▸ TASK INSTRUCTIONS
Repeat the records from the line with "Return an outline for every instance of the ocregister.tv" to the line with "M205 257L207 280L179", both included, without changing anything.

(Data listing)
<<<<
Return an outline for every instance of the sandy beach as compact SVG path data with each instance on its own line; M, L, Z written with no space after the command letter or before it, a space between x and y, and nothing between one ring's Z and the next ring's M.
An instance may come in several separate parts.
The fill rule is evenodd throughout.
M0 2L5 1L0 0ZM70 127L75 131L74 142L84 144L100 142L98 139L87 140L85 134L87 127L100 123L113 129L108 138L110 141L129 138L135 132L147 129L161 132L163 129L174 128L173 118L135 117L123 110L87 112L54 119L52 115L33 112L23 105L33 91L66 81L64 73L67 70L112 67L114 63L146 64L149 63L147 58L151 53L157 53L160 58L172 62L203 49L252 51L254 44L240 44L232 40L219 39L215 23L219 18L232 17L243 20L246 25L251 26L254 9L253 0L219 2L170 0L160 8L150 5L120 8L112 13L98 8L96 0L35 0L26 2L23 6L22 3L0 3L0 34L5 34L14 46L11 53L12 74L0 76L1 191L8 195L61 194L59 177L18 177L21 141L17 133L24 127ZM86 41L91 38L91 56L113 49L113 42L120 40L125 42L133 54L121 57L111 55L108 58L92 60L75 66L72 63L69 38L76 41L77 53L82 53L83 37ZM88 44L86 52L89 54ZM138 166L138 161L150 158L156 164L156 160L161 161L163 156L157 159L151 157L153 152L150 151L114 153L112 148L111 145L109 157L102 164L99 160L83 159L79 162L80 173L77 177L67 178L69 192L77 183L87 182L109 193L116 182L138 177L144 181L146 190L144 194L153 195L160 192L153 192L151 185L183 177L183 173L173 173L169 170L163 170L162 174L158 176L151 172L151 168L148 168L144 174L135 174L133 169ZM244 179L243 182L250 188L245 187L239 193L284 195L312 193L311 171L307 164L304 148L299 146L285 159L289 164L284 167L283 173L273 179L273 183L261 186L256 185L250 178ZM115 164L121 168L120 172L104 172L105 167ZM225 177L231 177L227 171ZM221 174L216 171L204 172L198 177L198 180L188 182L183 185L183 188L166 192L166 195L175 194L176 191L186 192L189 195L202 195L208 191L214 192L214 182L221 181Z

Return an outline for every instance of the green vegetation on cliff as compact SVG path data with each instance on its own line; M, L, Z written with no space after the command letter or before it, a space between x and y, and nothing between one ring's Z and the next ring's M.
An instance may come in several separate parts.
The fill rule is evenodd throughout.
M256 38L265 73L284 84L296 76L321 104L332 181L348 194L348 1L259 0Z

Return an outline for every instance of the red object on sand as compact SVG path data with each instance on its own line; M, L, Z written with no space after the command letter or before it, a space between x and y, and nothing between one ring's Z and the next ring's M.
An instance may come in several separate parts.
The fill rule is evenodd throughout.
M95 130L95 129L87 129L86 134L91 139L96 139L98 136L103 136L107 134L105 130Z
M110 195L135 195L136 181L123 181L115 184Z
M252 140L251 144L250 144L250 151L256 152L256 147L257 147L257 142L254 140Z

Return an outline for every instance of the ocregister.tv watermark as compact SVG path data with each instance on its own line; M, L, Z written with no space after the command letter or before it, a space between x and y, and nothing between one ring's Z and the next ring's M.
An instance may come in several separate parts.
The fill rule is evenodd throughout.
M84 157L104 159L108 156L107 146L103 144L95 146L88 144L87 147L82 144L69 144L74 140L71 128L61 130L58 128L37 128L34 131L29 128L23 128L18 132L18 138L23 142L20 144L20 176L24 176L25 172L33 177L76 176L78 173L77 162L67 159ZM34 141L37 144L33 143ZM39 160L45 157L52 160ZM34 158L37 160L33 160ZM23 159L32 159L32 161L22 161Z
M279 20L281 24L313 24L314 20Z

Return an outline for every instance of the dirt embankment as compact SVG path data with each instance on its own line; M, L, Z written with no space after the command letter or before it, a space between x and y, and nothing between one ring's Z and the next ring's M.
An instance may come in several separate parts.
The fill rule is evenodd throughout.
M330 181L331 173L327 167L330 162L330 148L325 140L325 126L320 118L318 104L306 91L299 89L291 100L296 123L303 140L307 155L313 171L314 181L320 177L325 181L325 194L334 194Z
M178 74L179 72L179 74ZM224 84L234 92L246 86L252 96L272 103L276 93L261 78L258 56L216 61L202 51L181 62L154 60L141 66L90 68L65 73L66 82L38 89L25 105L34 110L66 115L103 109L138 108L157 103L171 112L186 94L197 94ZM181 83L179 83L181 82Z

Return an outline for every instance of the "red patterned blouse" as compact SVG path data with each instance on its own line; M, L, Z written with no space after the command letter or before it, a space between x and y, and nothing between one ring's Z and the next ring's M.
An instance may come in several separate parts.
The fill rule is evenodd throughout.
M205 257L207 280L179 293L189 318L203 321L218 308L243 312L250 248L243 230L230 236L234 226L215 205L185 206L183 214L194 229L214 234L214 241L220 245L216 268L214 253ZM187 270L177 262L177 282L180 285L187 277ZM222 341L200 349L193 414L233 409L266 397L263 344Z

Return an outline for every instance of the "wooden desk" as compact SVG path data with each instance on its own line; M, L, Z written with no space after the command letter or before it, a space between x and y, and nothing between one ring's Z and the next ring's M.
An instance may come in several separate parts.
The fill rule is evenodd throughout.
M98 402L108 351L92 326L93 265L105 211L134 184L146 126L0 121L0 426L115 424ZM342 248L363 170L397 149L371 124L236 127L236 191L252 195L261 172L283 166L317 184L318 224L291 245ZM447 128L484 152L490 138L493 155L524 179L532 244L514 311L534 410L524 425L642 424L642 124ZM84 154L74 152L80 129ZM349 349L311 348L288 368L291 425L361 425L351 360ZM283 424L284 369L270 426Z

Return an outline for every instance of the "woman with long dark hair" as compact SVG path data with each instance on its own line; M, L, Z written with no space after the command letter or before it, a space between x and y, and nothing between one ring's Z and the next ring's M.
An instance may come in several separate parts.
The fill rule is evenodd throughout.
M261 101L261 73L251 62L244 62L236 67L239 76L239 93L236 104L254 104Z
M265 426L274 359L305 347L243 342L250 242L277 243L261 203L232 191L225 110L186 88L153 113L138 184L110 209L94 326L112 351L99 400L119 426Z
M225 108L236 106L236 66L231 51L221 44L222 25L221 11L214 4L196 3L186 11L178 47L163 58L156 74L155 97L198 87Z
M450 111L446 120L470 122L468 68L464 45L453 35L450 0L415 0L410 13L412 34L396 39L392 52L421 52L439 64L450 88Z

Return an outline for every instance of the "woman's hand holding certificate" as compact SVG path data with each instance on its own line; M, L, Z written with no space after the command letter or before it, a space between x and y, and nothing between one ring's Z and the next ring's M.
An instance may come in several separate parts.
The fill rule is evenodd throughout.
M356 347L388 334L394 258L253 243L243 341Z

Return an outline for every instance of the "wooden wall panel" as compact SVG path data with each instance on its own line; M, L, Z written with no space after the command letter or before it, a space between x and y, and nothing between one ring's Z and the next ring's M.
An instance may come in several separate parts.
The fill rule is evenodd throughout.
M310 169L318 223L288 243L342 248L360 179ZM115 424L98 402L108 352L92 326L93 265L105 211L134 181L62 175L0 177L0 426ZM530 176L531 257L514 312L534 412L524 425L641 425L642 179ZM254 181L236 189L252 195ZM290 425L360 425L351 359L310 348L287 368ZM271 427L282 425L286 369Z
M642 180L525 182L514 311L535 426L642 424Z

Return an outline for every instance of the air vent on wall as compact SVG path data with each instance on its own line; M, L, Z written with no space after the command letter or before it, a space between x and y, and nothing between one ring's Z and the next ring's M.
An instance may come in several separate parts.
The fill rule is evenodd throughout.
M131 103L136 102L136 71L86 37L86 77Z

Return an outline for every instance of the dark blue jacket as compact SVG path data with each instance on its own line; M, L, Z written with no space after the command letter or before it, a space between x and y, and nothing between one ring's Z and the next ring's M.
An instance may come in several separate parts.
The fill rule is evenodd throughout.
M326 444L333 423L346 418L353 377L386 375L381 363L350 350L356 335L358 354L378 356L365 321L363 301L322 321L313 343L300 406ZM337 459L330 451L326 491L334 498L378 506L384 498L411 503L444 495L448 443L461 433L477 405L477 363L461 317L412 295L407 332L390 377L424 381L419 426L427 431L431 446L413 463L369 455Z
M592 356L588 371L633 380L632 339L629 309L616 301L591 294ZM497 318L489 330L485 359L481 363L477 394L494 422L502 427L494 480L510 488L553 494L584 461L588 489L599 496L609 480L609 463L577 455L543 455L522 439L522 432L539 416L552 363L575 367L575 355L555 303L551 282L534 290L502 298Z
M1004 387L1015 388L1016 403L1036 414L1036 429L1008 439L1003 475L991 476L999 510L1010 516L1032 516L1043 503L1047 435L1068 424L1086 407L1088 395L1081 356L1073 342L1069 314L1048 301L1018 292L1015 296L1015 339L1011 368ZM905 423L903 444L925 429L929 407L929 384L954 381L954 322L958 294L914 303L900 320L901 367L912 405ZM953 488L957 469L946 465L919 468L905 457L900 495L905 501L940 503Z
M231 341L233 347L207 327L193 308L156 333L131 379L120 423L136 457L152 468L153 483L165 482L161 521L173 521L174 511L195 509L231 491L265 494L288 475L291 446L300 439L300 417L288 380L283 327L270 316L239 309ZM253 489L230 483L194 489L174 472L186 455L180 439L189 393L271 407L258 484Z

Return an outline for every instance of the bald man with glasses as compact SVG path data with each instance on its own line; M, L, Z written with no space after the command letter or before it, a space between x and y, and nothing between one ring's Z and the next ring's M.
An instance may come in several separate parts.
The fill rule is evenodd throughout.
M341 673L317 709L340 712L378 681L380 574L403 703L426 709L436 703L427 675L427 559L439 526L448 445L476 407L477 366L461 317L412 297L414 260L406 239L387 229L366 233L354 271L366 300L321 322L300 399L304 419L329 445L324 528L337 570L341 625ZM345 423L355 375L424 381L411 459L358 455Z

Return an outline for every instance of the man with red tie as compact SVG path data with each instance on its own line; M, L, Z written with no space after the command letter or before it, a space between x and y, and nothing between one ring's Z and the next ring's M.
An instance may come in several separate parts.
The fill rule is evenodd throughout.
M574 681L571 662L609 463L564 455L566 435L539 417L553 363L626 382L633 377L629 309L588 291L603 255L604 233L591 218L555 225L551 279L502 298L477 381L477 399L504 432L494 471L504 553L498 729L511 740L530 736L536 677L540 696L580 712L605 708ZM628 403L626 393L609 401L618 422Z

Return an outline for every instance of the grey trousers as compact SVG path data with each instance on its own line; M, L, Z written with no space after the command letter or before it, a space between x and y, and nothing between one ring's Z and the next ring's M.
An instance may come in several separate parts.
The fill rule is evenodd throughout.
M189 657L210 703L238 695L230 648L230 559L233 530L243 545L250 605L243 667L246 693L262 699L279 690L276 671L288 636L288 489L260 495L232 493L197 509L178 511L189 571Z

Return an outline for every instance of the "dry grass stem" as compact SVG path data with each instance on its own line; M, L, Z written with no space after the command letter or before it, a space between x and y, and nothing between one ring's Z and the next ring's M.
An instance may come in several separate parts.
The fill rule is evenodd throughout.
>>>>
▸ WRITTEN RESPONSE
Return an outline for every instance of the ocregister.tv watermark as compact SVG path data with each instance on its own line; M, L, Z written with no space after the command letter or before it, a space between x and y, and nothing between one ring's Z and the next ring's M.
An instance may come in several separate parts.
The fill rule is evenodd throughout.
M84 157L104 159L108 156L107 146L103 144L95 146L88 144L87 147L82 144L69 144L74 140L71 128L61 130L58 128L37 128L34 131L29 128L23 128L18 132L18 138L23 142L20 144L20 176L24 176L25 172L33 177L76 176L78 173L77 162L67 159ZM34 141L37 144L33 143ZM39 160L45 157L52 160ZM34 158L37 160L33 160ZM23 159L32 159L32 161L22 161Z
M279 20L281 24L313 24L314 20Z

Return an outline for every instance of the dirt embankment as compact SVG path data with each instance on its own line; M, L, Z written with no space after the command letter or before it, a space between x and y, and nothing between one ring's Z and the next ring's M.
An instance may come in several separate parts.
The fill rule is evenodd throughout.
M330 181L331 173L327 167L330 162L330 148L325 140L325 126L320 118L318 104L306 91L299 89L291 100L296 123L303 140L307 155L313 171L314 181L320 177L325 181L325 194L334 194Z
M178 74L179 72L179 74ZM224 84L234 92L246 86L252 96L272 103L276 93L261 78L258 56L216 61L202 51L181 62L154 60L141 66L90 68L65 73L66 82L38 89L25 105L34 110L66 115L103 109L138 108L157 103L171 112L186 94L197 94ZM181 83L179 83L181 82Z

Return an outline for every instance of the "red patterned blouse" as compact SVG path data with each instance on its own line; M, L, Z written with no space after the command letter or before it, a space between x and y, and nothing between one ring's Z and the next ring's M.
An instance may come in several separate parts.
The fill rule is evenodd throughout.
M205 257L207 280L179 293L189 318L203 321L218 308L243 312L250 248L243 230L230 236L234 226L215 205L185 206L183 214L194 229L214 234L214 241L220 245L216 268L214 253ZM187 270L177 262L177 282L180 285L187 277ZM222 341L200 349L193 414L233 409L266 397L263 344Z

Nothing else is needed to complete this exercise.